══ Listado proporcionado ══
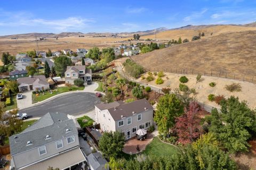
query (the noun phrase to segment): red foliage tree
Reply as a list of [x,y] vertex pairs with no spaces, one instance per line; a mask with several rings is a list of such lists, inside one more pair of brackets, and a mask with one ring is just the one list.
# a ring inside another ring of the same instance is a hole
[[174,128],[178,133],[179,142],[183,144],[191,143],[202,134],[201,119],[197,116],[200,111],[200,106],[191,102],[189,109],[185,109],[185,114],[176,118]]

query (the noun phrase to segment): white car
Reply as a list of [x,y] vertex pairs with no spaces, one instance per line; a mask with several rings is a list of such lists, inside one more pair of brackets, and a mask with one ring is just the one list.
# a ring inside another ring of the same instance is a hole
[[18,114],[16,115],[19,119],[25,120],[28,118],[28,114]]
[[22,94],[18,94],[17,98],[17,99],[23,99]]

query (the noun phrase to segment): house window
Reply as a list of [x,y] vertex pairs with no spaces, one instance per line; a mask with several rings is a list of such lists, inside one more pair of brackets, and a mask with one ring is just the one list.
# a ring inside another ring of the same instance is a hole
[[118,127],[121,127],[124,125],[124,121],[121,120],[118,122]]
[[63,148],[62,140],[58,141],[56,142],[56,147],[57,148],[57,149]]
[[148,128],[150,126],[151,126],[151,122],[150,121],[146,123],[146,124],[145,124],[145,127],[146,128]]
[[67,138],[67,141],[68,142],[68,144],[75,142],[75,136],[70,136]]
[[39,155],[42,156],[43,155],[46,154],[46,147],[43,146],[40,148],[38,148]]
[[141,114],[138,115],[137,120],[138,120],[138,122],[141,120]]
[[131,125],[132,124],[132,118],[130,117],[127,119],[127,125]]
[[141,129],[141,128],[145,128],[145,124],[141,124],[140,126],[139,126],[139,128]]
[[132,128],[132,133],[136,133],[137,131],[137,126],[135,126],[135,127]]

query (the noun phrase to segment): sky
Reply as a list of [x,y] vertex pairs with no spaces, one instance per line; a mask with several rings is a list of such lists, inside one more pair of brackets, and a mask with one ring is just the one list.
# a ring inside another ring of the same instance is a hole
[[255,0],[1,0],[0,35],[122,33],[256,21]]

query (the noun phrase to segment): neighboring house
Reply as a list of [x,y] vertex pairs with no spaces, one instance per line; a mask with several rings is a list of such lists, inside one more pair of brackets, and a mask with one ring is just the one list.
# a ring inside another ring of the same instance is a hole
[[72,166],[78,164],[79,169],[84,169],[77,127],[66,114],[47,113],[9,141],[14,169],[46,170],[49,166],[74,169]]
[[86,54],[87,51],[84,48],[78,48],[76,50],[76,52],[77,53],[84,53],[84,54]]
[[50,88],[49,83],[47,82],[45,76],[43,75],[19,78],[17,82],[19,84],[20,92],[30,90],[38,91]]
[[27,77],[27,70],[14,70],[9,72],[10,79],[11,80],[16,80],[17,78]]
[[102,155],[100,152],[92,153],[86,159],[90,169],[91,170],[109,169],[108,166],[107,165],[107,167],[105,167],[108,162],[103,158]]
[[103,131],[119,131],[126,140],[136,135],[140,128],[152,125],[153,108],[145,99],[130,103],[115,101],[95,106],[95,122]]
[[81,78],[84,81],[92,80],[92,70],[85,66],[68,66],[65,72],[66,83],[74,84],[74,80]]
[[46,52],[43,51],[37,51],[36,56],[38,56],[39,55],[41,55],[42,58],[45,58],[46,57]]

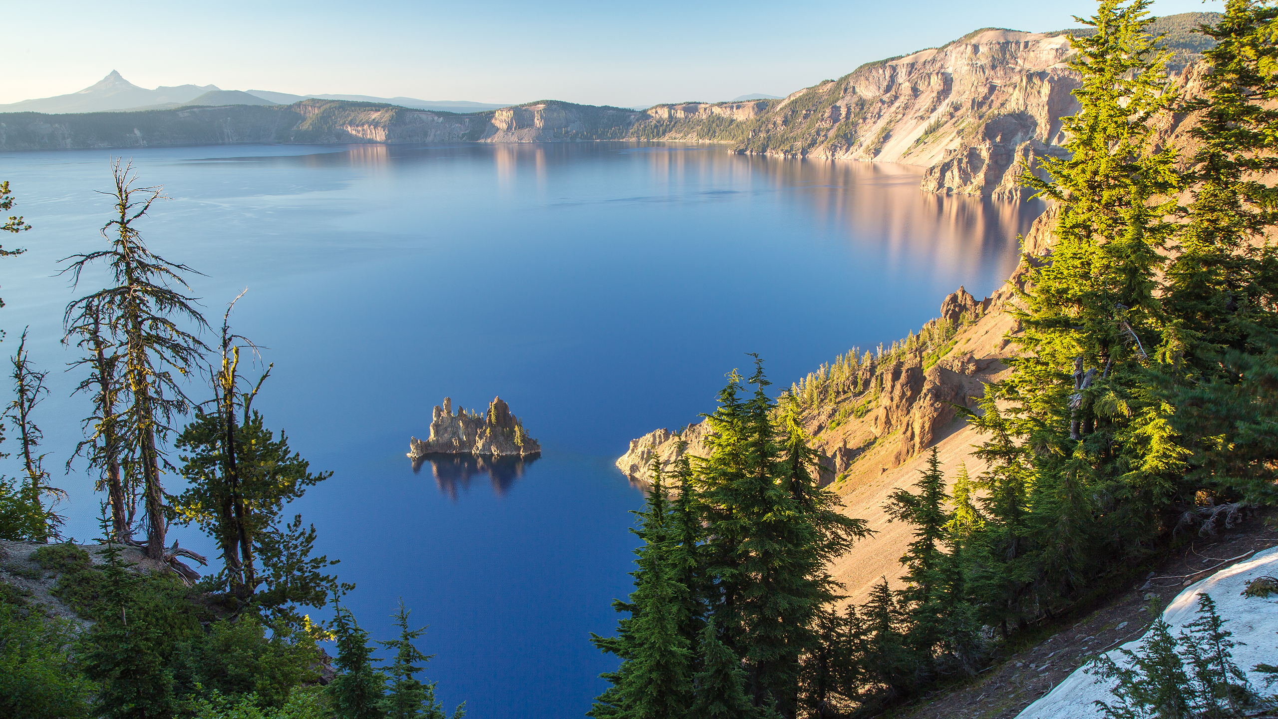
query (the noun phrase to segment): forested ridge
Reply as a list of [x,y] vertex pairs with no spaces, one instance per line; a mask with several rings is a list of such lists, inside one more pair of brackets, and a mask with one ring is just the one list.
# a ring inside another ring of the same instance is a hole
═══
> [Tarea breve]:
Expresa todo el listado anterior como una lista JSON de cadenas, con una cadena por cada línea y sin las líneas en blanco. Deja fuera de la respuesta las marcas de imagen.

> [Problema resuelto]:
[
  "query (the noun phrase to segment): red foliage tree",
  "Reply as a list of [x,y] vertex pairs with no spaces, one instance per line; a mask with several rings is a list of such lists, inside one more pair of brackets, and a mask with one ring is just the one list.",
  "# a ring inside another ring of the same instance is a hole",
  "[[174,128],[178,133],[179,142],[183,144],[191,143],[202,134],[201,119],[197,116],[200,111],[200,106],[191,102],[189,109],[185,109],[185,114],[176,118]]",
  "query (the noun phrase to segment): white car",
  "Reply as a list of [x,y] vertex pairs with no spaces, one instance per line; a mask with several rings is a list of such lists, inside one more pair of brackets, and a mask with one ring is just the one list.",
  "# a ring inside another ring of the same instance is a hole",
  "[[18,114],[16,115],[19,119],[25,120],[28,118],[28,114]]",
  "[[22,94],[18,94],[17,98],[17,99],[23,99]]",
  "query (the noun phrase to segment): house window",
  "Reply as a list of [x,y] vertex pairs with no spaces, one instance per line; a mask with several rings is a list of such lists, inside one more pair of brackets, and a mask with one ring is just the one list.",
  "# a ring inside another ring of the same instance is a hole",
  "[[118,127],[121,127],[124,125],[124,121],[121,120],[118,122]]",
  "[[63,148],[62,140],[58,141],[56,142],[56,147],[57,148],[57,149]]",
  "[[148,128],[150,126],[151,126],[151,122],[150,121],[146,123],[146,124],[145,124],[145,127],[146,128]]",
  "[[67,138],[67,141],[68,142],[68,144],[75,142],[75,136],[70,136]]",
  "[[39,155],[42,156],[43,155],[46,154],[46,147],[43,146],[40,148],[38,148]]",
  "[[141,114],[138,115],[137,120],[138,120],[138,122],[141,120]]",
  "[[131,125],[132,124],[132,118],[130,117],[127,119],[127,125]]",
  "[[141,129],[141,128],[145,128],[145,124],[141,124],[140,126],[139,126],[139,128]]",
  "[[132,128],[132,133],[136,133],[137,131],[137,126],[135,126],[135,127]]",
  "query (the noun phrase to segment): sky",
  "Reply as a list of [x,y] vertex pairs with no spaces, one instance per line; a mask with several rings is a list of such lists, inside one more pair of brackets, and a mask with one ring is just the one list.",
  "# a ring inside another ring of the same instance is a hole",
  "[[255,0],[1,0],[0,35],[122,33],[256,21]]",
  "query (the noun phrase to segment): neighboring house",
  "Reply as a list of [x,y] vertex pairs with no spaces, one instance per line; a mask with several rings is a list of such lists, inside one more pair of brackets, and a mask with one ring is just the one list.",
  "# a ring inside another ring of the same instance is a hole",
  "[[72,166],[78,164],[79,169],[84,169],[77,127],[66,114],[47,113],[9,141],[14,169],[46,170],[49,166],[74,169]]",
  "[[86,54],[87,51],[84,48],[78,48],[76,50],[76,52],[77,53],[84,53],[84,54]]",
  "[[50,88],[49,83],[47,82],[45,76],[43,75],[19,78],[17,82],[19,84],[20,92],[30,90],[38,91]]",
  "[[27,77],[27,70],[14,70],[9,72],[10,79],[11,80],[16,80],[17,78]]",
  "[[102,155],[100,152],[92,153],[86,159],[90,169],[91,170],[109,169],[108,166],[107,165],[107,167],[105,167],[108,162],[103,158]]",
  "[[103,131],[119,131],[126,140],[136,135],[140,128],[152,125],[153,108],[145,99],[130,103],[115,101],[95,106],[95,122]]",
  "[[81,78],[84,81],[92,80],[92,70],[85,66],[68,66],[65,72],[66,83],[74,84],[74,80]]",
  "[[46,52],[43,51],[37,51],[36,56],[38,56],[39,55],[41,55],[42,58],[45,58],[46,57]]",
  "query (the noun phrase to segment): forested ridge",
  "Reply as a list of [x,y] vertex pairs with no spaces, one instance per line; a mask with several rings is a list of such lists, inside one more pair of brackets, and a mask with one ring is just the one list.",
  "# a ring inside another ring of the same instance is a hole"
]